══ Selected extract
The Computational Learning and Motor Control Lab has its research focus in the areas of neural computation for sensorimotor control and learning. Neural Computation attempts to combine knowledge from biology with knowledge from physics and engineering in order to develop a more fundamental and formal understanding of information processing in complex systems. On the one hand, the goal is to discover new technologies by studying the principles of biological behavior and information processing, realizing the fact that even simple biological systems achieve a sensorimotor competence and computational self-organization that is far superior to artificial systems. On the other hand, the formalizing of biological information processing will equally contribute to the progress of our knowledge about the organization of nervous systems and, subsequently, to the development of new methods for medical and clinical diagnosis and treatment, including neural prosthetic devices.
One part of our research is concerned with learning in neural networks, statistical learning, and machine learning, since the ability of learning and self-organization seems to be among the most important prerequisites of autonomous systems.
Another part of the research program focuses on how movement can be generated, in particular in human-like systems with bodies, limbs, and eyes. This research touches the fields of control theory, nonlinear control, nonlinear dynamics, optimization theory, and reinforcement learning.
In a third research branch, we investigate human performance by measuring their movements in specially design behavioral tasks, and also by measuring their brain activities with neuroimaging techniques. Such research connects closely to work in Computational Neuroscience for motor control, and it includes abstract functional models of how brains may organize sensorimotor coordination.
════
══ Source information
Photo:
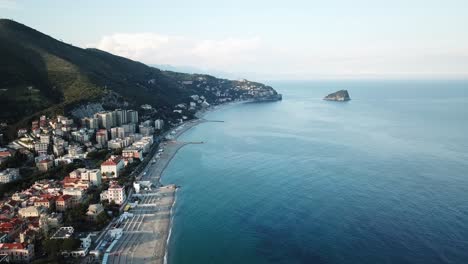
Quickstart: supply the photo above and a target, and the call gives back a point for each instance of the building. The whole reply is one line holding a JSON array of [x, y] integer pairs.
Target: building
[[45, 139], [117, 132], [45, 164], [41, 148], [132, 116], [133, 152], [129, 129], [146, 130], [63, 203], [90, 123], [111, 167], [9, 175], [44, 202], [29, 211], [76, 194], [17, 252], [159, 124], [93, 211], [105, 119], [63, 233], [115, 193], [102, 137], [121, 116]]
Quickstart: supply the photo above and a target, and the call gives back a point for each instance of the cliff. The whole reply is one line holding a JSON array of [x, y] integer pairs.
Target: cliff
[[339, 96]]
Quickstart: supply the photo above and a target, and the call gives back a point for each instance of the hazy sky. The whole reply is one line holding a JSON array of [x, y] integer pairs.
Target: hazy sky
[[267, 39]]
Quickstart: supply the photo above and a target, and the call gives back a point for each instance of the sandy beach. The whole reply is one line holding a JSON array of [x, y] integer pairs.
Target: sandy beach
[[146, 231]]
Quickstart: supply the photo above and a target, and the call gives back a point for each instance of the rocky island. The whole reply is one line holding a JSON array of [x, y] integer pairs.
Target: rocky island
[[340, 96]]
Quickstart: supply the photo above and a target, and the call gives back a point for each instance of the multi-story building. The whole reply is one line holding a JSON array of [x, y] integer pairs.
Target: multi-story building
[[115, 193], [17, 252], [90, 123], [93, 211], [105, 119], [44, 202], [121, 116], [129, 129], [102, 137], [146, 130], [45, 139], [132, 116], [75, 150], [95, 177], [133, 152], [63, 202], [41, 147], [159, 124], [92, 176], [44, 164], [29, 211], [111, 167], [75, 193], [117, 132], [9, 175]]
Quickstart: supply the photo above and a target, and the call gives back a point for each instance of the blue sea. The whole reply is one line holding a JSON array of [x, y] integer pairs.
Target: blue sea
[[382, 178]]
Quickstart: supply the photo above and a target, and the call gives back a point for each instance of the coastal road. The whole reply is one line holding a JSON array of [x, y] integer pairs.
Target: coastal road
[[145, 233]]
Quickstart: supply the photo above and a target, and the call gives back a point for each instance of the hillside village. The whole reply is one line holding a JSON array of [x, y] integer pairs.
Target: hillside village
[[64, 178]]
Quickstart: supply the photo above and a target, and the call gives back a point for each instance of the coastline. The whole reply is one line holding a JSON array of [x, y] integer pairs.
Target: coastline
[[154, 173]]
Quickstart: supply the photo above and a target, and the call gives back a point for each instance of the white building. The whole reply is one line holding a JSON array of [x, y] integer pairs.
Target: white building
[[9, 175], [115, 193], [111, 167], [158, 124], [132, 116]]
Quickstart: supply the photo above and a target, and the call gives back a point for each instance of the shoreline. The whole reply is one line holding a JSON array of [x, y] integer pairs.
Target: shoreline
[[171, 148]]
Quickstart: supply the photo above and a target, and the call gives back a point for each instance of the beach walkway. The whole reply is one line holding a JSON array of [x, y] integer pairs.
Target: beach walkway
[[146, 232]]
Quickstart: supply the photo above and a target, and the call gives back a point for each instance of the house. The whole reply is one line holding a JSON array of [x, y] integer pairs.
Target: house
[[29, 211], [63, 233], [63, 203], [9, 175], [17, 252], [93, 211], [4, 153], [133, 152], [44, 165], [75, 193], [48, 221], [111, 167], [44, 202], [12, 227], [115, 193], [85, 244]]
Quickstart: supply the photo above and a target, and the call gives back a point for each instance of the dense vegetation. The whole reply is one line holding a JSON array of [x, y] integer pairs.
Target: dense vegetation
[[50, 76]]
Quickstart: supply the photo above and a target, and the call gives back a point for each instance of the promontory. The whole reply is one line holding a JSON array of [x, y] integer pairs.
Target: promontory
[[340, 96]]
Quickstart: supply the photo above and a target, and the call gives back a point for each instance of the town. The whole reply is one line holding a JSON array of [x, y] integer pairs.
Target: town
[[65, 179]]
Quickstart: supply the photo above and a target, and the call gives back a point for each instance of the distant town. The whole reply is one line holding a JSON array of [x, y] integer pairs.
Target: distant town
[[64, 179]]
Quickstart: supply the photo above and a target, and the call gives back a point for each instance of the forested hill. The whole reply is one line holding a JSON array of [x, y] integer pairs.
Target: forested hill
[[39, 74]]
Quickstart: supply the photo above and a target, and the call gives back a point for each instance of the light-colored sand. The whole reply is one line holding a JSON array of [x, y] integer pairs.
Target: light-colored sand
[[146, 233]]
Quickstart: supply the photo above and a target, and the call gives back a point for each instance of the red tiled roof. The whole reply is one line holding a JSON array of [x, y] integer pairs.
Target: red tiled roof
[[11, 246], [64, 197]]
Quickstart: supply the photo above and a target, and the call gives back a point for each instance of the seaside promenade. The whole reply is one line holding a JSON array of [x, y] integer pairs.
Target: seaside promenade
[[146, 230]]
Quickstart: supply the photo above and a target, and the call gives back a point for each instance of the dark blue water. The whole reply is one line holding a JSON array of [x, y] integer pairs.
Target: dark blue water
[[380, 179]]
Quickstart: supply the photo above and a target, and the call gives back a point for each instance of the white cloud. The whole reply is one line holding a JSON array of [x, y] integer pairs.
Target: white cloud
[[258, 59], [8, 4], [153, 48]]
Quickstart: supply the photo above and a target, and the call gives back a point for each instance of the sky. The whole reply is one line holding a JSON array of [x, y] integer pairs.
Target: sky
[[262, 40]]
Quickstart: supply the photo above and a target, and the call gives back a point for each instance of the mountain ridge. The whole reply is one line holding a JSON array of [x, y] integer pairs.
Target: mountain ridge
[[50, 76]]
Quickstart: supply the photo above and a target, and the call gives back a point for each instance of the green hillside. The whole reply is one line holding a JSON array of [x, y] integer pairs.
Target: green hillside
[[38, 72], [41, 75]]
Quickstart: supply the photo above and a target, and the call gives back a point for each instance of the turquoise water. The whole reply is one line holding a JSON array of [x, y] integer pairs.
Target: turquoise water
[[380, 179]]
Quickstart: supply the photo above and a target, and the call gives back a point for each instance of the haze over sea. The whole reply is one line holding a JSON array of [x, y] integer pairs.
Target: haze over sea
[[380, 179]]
════
Exercise goal: Edit the stretch of the lab research overview above from "Another part of" through "and reinforcement learning.", swapping "reinforcement learning" for "adaptive control".

Response to the task:
Another part of the research program focuses on how movement can be generated, in particular in human-like systems with bodies, limbs, and eyes. This research touches the fields of control theory, nonlinear control, nonlinear dynamics, optimization theory, and adaptive control.